##### READING PASSAGE

The CIB: What Happened, What's on the Table

Apr 18, 2009 09:52

This will be a Multi-Part Discussion on The Bailout Before Indianapolis

Alas! Poor Mayor Ballard, I knew thee well! T’were ever there to be an albatross for your administration, it will forever be known as the Capital Improvement Board (now forever shortened to CIB). Perhaps it first started with the appointment of Robert Grand to lead, creating a short murmuring of his law firms engagement to lobby for Simon Properties and involvement with the Pacers. That quieted down soon enough (except for maybe a few bloggers with some sort of personal axe to grind, and they know who they are), until the announcement that the CIB was running into a massive deficit and something needed to be done. That - is where everything hit the fan.

##########

» **WHAT YOU NEED TO DO**:
- 1) Say whether each statement agrees with the post about the CIB, answering yes or no and quoting the deciding words: (a) Robert Grand was appointed to lead the CIB. (b) The CIB was reported to be running a surplus. (c) The murmuring about Grand's law firm never died down.
- 2) Go on with the post about the CIB, starting after its final sentence.
The material after this point has no connection to the post about the CIB.

##### RECORDS

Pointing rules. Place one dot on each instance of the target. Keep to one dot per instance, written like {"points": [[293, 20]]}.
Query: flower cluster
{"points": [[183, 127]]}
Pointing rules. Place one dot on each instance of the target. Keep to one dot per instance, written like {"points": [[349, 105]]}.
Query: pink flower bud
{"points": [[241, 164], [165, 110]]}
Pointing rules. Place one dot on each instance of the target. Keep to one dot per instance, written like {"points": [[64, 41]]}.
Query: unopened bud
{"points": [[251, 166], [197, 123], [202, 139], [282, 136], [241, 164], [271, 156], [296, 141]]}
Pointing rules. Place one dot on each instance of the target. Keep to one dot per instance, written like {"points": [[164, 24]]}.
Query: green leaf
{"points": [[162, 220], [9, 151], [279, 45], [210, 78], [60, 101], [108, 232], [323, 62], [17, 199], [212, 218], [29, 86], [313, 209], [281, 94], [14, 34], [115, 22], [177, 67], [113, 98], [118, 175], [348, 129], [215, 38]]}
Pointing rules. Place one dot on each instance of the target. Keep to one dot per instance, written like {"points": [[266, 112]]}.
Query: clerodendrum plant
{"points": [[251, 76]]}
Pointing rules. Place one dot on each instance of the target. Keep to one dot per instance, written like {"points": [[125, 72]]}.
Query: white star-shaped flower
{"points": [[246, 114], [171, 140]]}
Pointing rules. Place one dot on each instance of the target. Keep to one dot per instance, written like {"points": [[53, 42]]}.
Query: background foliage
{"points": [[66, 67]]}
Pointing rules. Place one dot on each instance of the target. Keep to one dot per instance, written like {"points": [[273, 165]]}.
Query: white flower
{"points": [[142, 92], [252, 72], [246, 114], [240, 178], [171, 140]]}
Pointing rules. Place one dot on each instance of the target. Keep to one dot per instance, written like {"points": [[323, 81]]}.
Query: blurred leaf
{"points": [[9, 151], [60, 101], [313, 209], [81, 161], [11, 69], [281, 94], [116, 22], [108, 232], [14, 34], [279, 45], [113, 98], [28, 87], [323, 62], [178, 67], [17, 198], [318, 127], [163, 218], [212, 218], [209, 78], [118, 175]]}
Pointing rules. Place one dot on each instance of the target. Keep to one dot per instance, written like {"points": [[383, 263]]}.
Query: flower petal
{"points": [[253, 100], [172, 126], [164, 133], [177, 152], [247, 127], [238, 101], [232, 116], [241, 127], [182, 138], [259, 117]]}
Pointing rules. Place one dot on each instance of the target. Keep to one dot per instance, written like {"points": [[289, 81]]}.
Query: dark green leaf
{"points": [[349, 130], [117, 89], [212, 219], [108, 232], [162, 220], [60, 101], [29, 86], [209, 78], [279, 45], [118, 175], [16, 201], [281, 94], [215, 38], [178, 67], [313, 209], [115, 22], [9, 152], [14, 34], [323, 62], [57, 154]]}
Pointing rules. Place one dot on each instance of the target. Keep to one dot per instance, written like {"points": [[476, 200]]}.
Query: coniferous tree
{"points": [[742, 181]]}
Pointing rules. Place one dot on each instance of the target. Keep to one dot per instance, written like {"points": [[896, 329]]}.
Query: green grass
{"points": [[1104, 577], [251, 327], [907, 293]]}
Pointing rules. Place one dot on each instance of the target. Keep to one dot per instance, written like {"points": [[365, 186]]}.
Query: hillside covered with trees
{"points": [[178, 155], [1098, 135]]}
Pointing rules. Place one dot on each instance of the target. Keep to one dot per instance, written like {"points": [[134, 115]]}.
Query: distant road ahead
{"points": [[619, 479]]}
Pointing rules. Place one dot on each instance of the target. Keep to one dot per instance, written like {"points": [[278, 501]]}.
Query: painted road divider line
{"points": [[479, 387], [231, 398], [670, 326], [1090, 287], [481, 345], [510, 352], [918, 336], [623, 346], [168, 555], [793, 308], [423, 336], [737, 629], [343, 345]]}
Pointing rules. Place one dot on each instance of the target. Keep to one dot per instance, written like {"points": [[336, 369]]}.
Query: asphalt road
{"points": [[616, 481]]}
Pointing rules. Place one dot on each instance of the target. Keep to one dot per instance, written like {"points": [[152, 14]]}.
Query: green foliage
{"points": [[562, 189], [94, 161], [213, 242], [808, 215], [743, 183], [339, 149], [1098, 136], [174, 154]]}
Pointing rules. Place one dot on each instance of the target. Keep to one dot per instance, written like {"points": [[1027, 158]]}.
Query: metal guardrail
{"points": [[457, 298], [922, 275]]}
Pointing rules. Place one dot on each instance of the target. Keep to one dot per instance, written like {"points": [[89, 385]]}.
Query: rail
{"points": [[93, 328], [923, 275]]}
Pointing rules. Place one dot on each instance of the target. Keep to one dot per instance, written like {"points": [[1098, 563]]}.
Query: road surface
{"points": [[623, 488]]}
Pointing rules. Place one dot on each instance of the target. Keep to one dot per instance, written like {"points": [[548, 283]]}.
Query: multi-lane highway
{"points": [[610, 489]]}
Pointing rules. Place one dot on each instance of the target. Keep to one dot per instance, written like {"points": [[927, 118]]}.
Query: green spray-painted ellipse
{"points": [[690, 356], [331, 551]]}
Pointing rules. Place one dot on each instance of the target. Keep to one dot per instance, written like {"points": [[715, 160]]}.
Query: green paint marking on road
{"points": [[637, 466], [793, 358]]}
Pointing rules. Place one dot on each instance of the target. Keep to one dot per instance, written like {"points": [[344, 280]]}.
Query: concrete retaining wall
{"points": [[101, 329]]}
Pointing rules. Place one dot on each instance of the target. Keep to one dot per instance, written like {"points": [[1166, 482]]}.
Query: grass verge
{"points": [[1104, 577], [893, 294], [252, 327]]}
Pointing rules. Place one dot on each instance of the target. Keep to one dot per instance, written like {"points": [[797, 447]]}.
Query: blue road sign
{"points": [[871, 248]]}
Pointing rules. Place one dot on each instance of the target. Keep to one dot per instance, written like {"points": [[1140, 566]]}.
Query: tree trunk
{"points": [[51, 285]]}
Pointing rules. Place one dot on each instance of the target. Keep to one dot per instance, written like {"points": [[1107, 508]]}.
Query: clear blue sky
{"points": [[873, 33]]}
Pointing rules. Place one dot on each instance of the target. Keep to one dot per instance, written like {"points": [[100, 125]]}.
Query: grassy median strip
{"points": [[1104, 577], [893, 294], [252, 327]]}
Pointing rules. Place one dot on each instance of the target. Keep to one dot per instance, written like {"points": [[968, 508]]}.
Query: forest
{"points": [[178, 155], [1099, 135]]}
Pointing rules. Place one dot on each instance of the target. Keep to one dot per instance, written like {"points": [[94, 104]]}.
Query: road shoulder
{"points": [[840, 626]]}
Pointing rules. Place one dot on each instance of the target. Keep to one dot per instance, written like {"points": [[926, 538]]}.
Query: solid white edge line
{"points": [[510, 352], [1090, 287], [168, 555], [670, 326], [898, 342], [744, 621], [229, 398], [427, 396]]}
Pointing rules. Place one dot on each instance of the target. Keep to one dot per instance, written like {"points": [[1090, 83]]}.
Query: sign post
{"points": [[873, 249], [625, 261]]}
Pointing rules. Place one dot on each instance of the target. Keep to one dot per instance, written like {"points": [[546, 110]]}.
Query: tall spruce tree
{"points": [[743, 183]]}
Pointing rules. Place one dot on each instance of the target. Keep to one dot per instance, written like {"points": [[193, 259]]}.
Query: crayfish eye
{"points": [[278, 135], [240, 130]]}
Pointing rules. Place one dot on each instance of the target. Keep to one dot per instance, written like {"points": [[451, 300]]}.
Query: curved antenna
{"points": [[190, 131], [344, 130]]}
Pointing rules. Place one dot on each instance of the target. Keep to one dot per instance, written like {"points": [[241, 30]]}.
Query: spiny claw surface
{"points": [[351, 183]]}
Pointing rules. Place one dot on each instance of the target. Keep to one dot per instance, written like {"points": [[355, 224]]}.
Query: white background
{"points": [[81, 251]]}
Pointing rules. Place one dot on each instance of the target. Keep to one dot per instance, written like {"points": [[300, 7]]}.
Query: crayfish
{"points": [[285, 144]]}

##########

» **RESULTS**:
- 1)
(a) Yes: "the appointment of Robert Grand to lead"
(b) No: "the CIB was running into a massive deficit"
(c) No: "That quieted down soon enough"

- 2)
To recap it all, basically it boils down to this: Lucas Oil Stadium costs way more to run then originally planned. And let me, as a point of personal privilege, say that the mess the CIB is in was not created by it’s current leadership. It started way back in 2002 when the Colts started to quietly threaten they could leave, a few years before their negotiation with the City was due. Remember, the business of the Colt’s franchise is to make money - not to entertain you or me. Jim Irsay played this beautifully, letting murmurs swirl, and Fmr. Mayor Bart Peterson folded and voila! Guess who got a new stadium and a sweet heart deal? I mean honestly, for a team that uses the Stadium only a fraction on the time (no, seriously they get it for game days and maybe a handful of other times) the CIB pays the Colts 1.5 mill a year for “game day expenses”, 3.5 mill from other events at the stadium, and oh yeah they get parking revenue for home games.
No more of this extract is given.